## begin PROVIDED RECORDS

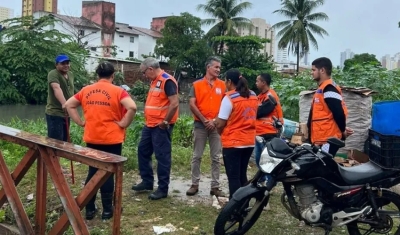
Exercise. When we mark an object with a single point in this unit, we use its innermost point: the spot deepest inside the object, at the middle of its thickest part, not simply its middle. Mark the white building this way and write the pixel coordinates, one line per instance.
(282, 55)
(6, 13)
(127, 39)
(390, 62)
(131, 41)
(263, 30)
(345, 55)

## end PROVIDED RECORDS

__PROBLEM TO SOLVE__. Please identify each line in the items above that contains the word "object" and copy those lines. Case counts.

__RESULT BELOW__.
Exercise. When we mark an object with a single point in this unit, we use its innermost point: the spot deepest inside the object, at the middle of its thickest part, not simply its middle. Mark the white building this way and write the pixel coordinates, one line per instance.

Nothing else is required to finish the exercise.